WHAT YOU SHOULD DO: Write the material out again exactly as it stands.

··· RECORDS SHOWN ···

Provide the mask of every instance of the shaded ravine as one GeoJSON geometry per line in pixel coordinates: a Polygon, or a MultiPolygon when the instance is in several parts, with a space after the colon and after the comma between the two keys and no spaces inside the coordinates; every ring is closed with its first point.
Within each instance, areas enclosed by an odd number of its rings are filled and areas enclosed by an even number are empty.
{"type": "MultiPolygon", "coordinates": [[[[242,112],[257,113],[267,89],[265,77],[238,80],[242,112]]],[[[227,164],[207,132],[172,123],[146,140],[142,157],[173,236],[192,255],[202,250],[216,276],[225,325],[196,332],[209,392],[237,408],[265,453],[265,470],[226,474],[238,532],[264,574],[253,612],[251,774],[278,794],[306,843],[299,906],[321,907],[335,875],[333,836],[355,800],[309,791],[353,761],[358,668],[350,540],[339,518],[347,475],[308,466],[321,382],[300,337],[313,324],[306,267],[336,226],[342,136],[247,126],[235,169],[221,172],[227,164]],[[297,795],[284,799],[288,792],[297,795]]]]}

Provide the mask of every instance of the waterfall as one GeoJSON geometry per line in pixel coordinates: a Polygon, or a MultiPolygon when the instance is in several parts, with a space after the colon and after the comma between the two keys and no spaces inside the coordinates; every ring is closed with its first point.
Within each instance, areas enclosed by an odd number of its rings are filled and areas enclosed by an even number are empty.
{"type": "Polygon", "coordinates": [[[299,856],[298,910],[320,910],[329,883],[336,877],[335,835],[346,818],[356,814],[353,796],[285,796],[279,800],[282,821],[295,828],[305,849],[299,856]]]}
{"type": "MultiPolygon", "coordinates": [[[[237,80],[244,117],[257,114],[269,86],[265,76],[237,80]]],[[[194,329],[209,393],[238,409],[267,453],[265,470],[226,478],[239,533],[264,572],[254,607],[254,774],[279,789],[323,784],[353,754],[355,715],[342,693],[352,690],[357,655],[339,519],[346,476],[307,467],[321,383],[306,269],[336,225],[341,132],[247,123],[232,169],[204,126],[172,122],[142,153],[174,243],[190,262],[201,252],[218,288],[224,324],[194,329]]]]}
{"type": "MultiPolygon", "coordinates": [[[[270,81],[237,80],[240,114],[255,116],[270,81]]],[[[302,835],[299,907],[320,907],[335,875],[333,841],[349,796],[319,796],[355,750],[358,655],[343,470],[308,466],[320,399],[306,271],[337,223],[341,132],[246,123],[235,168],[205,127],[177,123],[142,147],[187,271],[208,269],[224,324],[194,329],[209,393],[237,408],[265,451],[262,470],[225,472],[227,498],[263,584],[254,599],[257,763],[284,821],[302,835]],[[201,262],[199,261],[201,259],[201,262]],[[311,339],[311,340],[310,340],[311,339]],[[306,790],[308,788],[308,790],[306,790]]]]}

···

FINISHED TASK:
Provide the mask of every instance of the shaded ravine as one GeoJSON geometry per line in pixel coordinates: a Polygon, or a MultiPolygon when the instance is in several parts, with a space after the colon and after the comma between the two keys and no spaces inside the coordinates; every ring is closed with its first point.
Within each instance, areas enclosed by an odd number of its rings are filled and areas enclosed by an even number are empty.
{"type": "MultiPolygon", "coordinates": [[[[242,112],[257,113],[267,89],[265,77],[238,80],[242,112]]],[[[227,164],[207,132],[172,123],[146,140],[142,157],[173,236],[192,255],[202,250],[216,276],[225,325],[196,332],[209,392],[237,408],[265,453],[265,470],[226,474],[238,532],[264,574],[253,612],[251,774],[278,794],[306,843],[299,906],[321,907],[335,875],[333,836],[355,800],[309,791],[353,761],[358,668],[350,540],[339,518],[347,475],[308,466],[321,382],[300,337],[313,324],[306,267],[336,226],[342,136],[247,126],[235,169],[221,172],[227,164]],[[297,795],[284,799],[288,792],[297,795]]]]}

Provide the mask of every instance of the waterfall as one GeoJSON geometry per line in pixel coordinates: a Polygon, or a MultiPolygon when the instance is in several parts, with a space after the colon and after the comma between the two keys and no spaces inside the coordinates; every ring is closed with its first point.
Within each instance, areas enclosed by an odd number of its rings are filled and areas enclosed by an even number are empty.
{"type": "Polygon", "coordinates": [[[299,856],[298,910],[320,910],[329,883],[336,877],[335,835],[346,818],[356,814],[353,796],[285,796],[279,800],[282,821],[295,828],[305,849],[299,856]]]}
{"type": "MultiPolygon", "coordinates": [[[[237,80],[244,117],[257,114],[269,86],[265,76],[237,80]]],[[[194,329],[209,393],[238,409],[267,453],[265,470],[226,478],[239,533],[264,572],[254,607],[254,774],[279,789],[323,784],[353,754],[355,715],[342,693],[352,690],[357,655],[339,519],[346,476],[307,467],[321,383],[306,269],[336,225],[341,132],[247,123],[232,169],[204,126],[172,122],[142,153],[174,243],[190,262],[201,252],[218,288],[224,324],[194,329]]]]}
{"type": "MultiPolygon", "coordinates": [[[[270,81],[237,80],[240,114],[255,116],[270,81]]],[[[302,835],[299,907],[320,907],[335,875],[333,841],[349,796],[319,796],[355,750],[358,655],[343,470],[308,466],[320,399],[306,271],[337,223],[341,132],[246,123],[235,168],[205,127],[177,123],[142,147],[187,271],[208,269],[224,324],[194,329],[209,393],[237,408],[265,451],[262,470],[225,472],[227,498],[263,584],[254,599],[257,763],[284,821],[302,835]],[[201,262],[199,261],[201,259],[201,262]],[[311,339],[311,340],[310,340],[311,339]],[[306,790],[308,788],[308,790],[306,790]]]]}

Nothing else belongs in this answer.